#### TASK MATERIAL:
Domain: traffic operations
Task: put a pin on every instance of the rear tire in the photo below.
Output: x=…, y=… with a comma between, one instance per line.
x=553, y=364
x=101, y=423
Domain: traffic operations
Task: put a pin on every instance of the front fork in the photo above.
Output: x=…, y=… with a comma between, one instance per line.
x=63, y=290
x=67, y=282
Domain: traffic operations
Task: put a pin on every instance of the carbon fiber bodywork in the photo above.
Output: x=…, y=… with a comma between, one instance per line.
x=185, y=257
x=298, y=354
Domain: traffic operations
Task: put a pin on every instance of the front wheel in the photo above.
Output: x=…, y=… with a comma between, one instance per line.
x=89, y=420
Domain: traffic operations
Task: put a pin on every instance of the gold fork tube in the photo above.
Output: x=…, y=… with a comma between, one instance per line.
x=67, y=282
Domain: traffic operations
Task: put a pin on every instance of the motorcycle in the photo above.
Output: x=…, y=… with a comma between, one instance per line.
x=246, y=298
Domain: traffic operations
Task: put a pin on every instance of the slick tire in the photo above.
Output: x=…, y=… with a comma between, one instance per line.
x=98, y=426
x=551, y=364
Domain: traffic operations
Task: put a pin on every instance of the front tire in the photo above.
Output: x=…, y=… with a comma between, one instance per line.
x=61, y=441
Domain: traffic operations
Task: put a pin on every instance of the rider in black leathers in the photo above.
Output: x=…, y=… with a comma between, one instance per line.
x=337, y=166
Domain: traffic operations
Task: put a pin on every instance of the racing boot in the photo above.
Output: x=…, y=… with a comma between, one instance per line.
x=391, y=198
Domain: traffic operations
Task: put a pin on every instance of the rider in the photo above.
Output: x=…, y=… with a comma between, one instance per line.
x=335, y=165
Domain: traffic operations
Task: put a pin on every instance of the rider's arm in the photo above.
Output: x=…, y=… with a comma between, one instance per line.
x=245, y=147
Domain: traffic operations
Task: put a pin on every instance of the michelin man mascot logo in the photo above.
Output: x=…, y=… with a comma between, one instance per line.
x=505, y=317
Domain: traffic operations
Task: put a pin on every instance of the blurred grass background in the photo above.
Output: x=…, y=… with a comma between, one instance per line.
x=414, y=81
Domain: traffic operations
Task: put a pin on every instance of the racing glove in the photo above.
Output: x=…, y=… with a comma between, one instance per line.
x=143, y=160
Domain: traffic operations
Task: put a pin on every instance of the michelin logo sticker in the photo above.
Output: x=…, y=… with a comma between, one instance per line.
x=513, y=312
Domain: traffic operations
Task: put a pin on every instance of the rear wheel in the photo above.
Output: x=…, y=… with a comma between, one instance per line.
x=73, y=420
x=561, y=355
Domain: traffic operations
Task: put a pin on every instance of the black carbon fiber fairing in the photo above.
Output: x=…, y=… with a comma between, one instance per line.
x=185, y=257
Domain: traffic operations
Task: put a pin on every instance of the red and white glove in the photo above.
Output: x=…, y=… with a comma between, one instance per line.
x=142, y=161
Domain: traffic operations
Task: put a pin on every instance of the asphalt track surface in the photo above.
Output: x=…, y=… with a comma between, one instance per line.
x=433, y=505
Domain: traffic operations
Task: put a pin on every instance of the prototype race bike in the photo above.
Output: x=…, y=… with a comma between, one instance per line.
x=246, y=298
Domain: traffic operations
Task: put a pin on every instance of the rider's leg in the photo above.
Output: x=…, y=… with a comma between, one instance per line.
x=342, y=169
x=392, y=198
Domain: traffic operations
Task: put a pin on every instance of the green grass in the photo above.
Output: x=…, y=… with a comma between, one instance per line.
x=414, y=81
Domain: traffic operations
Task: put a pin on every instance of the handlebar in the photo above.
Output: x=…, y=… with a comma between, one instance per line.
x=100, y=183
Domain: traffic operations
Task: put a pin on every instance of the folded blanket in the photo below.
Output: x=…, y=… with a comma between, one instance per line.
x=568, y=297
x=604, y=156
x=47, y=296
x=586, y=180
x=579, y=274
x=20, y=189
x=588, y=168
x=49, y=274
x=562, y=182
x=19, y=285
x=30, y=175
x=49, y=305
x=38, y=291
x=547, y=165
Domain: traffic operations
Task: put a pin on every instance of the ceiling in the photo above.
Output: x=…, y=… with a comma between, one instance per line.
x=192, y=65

#### SET PROBLEM:
List every line in the items above that contains the word "logo".

#### WRITTEN SOLUTION:
Task: put a pin on every instance of the michelin man mascot logo in the photo above.
Task: put a pin on every instance of the michelin logo sticker in the photo above.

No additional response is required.